◆ Try it
Retype all of the lines below with no changes.

==== Material supplied

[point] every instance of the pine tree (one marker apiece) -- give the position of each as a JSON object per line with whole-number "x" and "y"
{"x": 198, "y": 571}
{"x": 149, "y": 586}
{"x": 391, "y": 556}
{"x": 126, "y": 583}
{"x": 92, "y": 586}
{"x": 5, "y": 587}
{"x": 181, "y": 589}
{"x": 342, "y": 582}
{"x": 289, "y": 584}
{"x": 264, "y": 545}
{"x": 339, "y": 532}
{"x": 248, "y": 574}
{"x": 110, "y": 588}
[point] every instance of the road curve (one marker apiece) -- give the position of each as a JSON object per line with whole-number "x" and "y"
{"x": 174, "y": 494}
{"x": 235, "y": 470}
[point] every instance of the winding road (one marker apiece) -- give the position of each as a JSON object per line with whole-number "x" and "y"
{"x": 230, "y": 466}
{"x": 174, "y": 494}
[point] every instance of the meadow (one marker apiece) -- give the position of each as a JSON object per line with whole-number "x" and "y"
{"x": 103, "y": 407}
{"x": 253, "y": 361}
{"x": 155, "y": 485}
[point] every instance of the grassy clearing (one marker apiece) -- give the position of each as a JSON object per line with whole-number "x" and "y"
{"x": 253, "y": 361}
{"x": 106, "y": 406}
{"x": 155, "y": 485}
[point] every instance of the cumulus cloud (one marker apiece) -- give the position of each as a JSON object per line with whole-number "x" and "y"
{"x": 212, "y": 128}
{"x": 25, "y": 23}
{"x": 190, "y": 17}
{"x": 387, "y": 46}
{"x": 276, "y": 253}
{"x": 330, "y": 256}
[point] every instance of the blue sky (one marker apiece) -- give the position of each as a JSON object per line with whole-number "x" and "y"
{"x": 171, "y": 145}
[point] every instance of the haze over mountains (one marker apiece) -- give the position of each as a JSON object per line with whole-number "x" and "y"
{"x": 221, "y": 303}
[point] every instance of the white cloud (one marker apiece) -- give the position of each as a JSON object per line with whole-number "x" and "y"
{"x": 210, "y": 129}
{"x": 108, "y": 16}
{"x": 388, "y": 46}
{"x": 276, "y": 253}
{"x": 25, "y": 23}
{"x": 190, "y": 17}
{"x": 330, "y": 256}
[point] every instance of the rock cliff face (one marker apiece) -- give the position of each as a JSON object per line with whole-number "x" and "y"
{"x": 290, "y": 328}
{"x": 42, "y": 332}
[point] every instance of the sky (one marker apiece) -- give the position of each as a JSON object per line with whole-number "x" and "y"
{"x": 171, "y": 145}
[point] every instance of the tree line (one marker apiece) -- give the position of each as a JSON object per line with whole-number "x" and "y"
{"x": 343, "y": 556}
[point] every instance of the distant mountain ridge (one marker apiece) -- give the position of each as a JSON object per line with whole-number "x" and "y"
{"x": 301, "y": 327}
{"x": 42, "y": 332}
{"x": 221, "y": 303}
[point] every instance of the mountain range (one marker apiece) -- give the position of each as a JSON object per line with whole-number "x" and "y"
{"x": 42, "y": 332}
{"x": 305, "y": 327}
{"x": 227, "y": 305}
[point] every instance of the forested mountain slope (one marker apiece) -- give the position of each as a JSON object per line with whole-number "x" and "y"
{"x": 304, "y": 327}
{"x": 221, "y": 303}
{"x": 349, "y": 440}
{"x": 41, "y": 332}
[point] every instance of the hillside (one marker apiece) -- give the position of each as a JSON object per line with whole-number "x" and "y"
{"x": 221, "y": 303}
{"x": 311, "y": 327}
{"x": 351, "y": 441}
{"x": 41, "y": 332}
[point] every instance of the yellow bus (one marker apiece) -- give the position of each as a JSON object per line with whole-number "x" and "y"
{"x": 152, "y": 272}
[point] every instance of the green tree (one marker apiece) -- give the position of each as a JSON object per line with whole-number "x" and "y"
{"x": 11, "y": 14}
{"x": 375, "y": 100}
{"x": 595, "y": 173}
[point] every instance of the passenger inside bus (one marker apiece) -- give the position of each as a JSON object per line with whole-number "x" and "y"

========

◆ Response to the exercise
[point] every instance of the pine tree (one marker apiece) -- give the position of each as a JSON object per line with whole-number "x" and "y"
{"x": 198, "y": 571}
{"x": 149, "y": 586}
{"x": 391, "y": 556}
{"x": 126, "y": 583}
{"x": 92, "y": 586}
{"x": 5, "y": 587}
{"x": 181, "y": 589}
{"x": 342, "y": 582}
{"x": 289, "y": 584}
{"x": 264, "y": 545}
{"x": 339, "y": 532}
{"x": 248, "y": 574}
{"x": 110, "y": 588}
[point] every instance of the road curve (one marker apiece) -- give the position of each as a JSON object per line with whole-number "x" and "y"
{"x": 174, "y": 494}
{"x": 235, "y": 470}
[point] every instance of the winding road (one marker apiece) -- give the position of each as a JSON object per line with whole-number "x" and "y"
{"x": 230, "y": 466}
{"x": 174, "y": 494}
[point] every instance of the meadow (one marker apiece) -- give the position of each as a JSON object per line with whole-number "x" and "y"
{"x": 103, "y": 407}
{"x": 253, "y": 361}
{"x": 155, "y": 485}
[point] every instance of the grassy clearing (one marker apiece) -- give the position of each as a JSON object per line with whole-number "x" and "y"
{"x": 253, "y": 361}
{"x": 106, "y": 406}
{"x": 155, "y": 485}
[point] every instance of the cumulus cloud (one marker apiece) -- give the position of each as a JSON object per line with whole-number "x" and "y"
{"x": 212, "y": 128}
{"x": 25, "y": 23}
{"x": 190, "y": 17}
{"x": 387, "y": 46}
{"x": 276, "y": 253}
{"x": 330, "y": 256}
[point] every instance of the blue sky (one marker apiece) -- give the position of each as a JSON object per line with whole-number "x" and "y"
{"x": 171, "y": 145}
[point] every instance of the haze over mountains (one marker apiece) -- give the position of each as a JSON object per line with whole-number "x" and "y"
{"x": 221, "y": 303}
[point] every instance of the white cloud (one marker apiece) -- give the position of each as a JSON object per line with whole-number "x" and "y"
{"x": 210, "y": 129}
{"x": 108, "y": 16}
{"x": 388, "y": 46}
{"x": 276, "y": 253}
{"x": 25, "y": 23}
{"x": 190, "y": 17}
{"x": 330, "y": 256}
[point] every instance of the rock cliff face (one marker apiece) -- give the position of each as a JSON object per line with whole-number "x" and "y"
{"x": 290, "y": 328}
{"x": 42, "y": 332}
[point] every instance of the sky (one marker apiece) -- give the position of each as a JSON object per line with whole-number "x" and "y"
{"x": 171, "y": 145}
[point] every instance of the tree line (one marker apiece) -- give the position of each as a JSON object per line with whole-number "x" and "y"
{"x": 343, "y": 556}
[point] every instance of the distant mountain ridge (one marker apiece) -- give the position of each as a JSON object per line with whole-number "x" and "y"
{"x": 301, "y": 327}
{"x": 42, "y": 332}
{"x": 221, "y": 303}
[point] every instance of the mountain range (one marker apiece) -- give the position of each as a JSON object per line with whole-number "x" and "y"
{"x": 42, "y": 332}
{"x": 305, "y": 327}
{"x": 227, "y": 305}
[point] every instance of the forested mountain slope (one marker apiece) -- give the position of each as a JSON object per line with whole-number "x" and "y"
{"x": 304, "y": 327}
{"x": 221, "y": 303}
{"x": 349, "y": 440}
{"x": 41, "y": 332}
[point] every instance of the hillside (one marker apiece) -- give the position of each as a JSON object per line with whole-number "x" and "y"
{"x": 221, "y": 303}
{"x": 311, "y": 327}
{"x": 351, "y": 441}
{"x": 41, "y": 332}
[point] every instance of the yellow bus (one marker apiece) -- give the position of each as a JSON object per line with whole-number "x" and "y"
{"x": 152, "y": 272}
[point] every instance of the green tree (one marker apiece) -- give the position of each as a JSON object per line with whole-number "x" and "y"
{"x": 11, "y": 14}
{"x": 375, "y": 100}
{"x": 595, "y": 173}
[point] every instance of the passenger inside bus (one marker apiece) -- give the position of each as a JSON object per line with whole-number "x" and "y"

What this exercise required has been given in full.